## Exercise instructions
• a. Answer the following questions using the court opinion excerpt on Ustrak's claim of discriminatory punishment.
(i) Which case does the excerpt cite as an example of what a prima facie case requires?
(ii) What race was the guard who failed to charge Ustrak's cellmate?
(iii) According to the excerpt, of what does Ustrak complain?
• b. Translate this sentence from the court opinion excerpt on Ustrak's claim of discriminatory punishment into French: "Ustrak does not complain that it was wrong to punish him."
• c. Carry on the court opinion excerpt on Ustrak's claim of discriminatory punishment, beginning after its final sentence.

A prima facie case, whether under the equal protection clause of the Fourteenth Amendment or Title VII of the Civil Rights Act of 1964 or any other antidiscrimination principle that we are familiar with, requires proof of a state of facts that makes it more likely than not that there has been discrimination. See, e.g., Cooper v. Federal Reserve Bank, 467 U.S. 867, 104 S.Ct. 2794, 2799-800, 81 L.Ed.2d 718 (1984). Since Ustrak had a cellmate of a different race, no significance can be assigned to the bare fact of a departure from consistent enforcement that favored the cellmate. Any departure had to injure one cellmate at the expense of another of a different race yet most inconsistencies in enforcement are unrelated to racial discrimination, being the result merely of imperfections in law enforcement. It would be insulting and unfair to Warden Fairman to presume that because he is black any unequal enforcement of prison regulations that hurts a white prisoner is the product of racial prejudice; and remember that it was a white guard who failed to charge Ustrak's black cellmate and that most of the prison staff is white.

Since the charge of discriminatory punishment must be dismissed, we have no occasion to consider whether, if it were proved, an award of damages would be a suitable remedy. Ustrak does not complain that it was wrong to punish him. He complains only that it was wrong not to punish his black cellmate also.

## Material provided
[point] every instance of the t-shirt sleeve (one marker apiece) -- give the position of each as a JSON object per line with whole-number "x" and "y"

* * *

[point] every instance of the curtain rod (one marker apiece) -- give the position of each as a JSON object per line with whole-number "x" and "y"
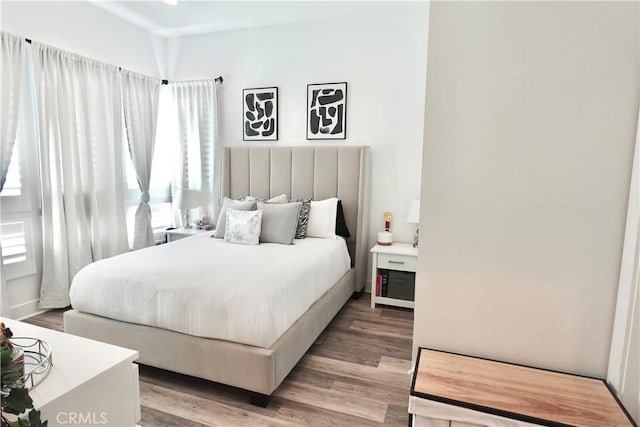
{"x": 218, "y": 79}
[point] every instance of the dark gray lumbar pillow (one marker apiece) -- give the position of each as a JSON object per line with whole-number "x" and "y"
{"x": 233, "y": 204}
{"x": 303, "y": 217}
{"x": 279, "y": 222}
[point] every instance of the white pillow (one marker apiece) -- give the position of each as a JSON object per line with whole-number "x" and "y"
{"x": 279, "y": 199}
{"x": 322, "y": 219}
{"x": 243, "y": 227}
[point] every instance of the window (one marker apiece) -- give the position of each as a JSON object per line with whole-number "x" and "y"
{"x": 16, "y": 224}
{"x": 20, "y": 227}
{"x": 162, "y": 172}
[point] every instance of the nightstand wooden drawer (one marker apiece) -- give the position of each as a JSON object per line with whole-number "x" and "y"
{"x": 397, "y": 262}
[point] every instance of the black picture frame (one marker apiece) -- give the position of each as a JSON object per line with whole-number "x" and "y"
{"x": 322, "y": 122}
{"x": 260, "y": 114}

* * *

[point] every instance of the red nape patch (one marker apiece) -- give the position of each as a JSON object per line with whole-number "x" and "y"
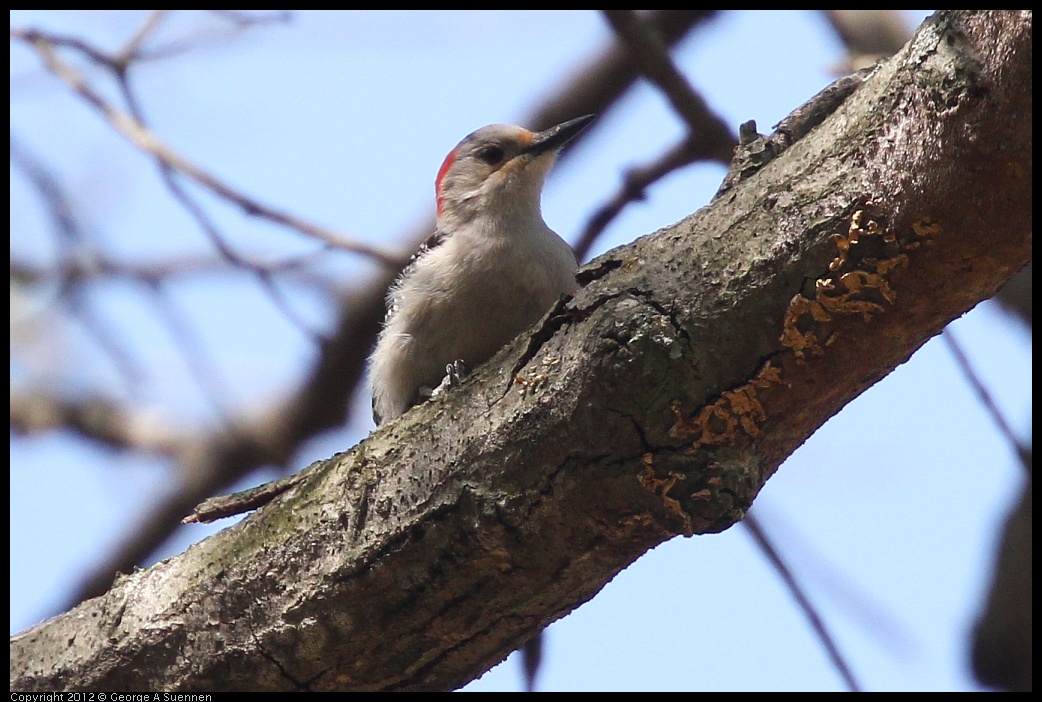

## Responses
• a.
(i) Cooper v. Federal Reserve Bank, 467 U.S. 867 (1984).
(ii) The guard was white.
(iii) Ustrak complains only that it was wrong not to punish his black cellmate also.

• b. Ustrak ne se plaint pas qu'on ait eu tort de le punir.

• c.
Ustrak's second complaint is that he was denied a job as a clerk in the prison library because of his race. For this wrong the jury awarded the remarkable sum of $15,000 in compensatory damages--remarkable because Ustrak proved no injury beyond a self-serving, unelaborated, uncorroborated, and unsubstantiated conjecture that getting the job would have "increase[d] my typing skills. Right now, Your Honor, I can type 60 words a minute. It would also have given me something to get into the looking up of cases in law and possibly becoming a researcher for a law firm upon my release from the penitentiary."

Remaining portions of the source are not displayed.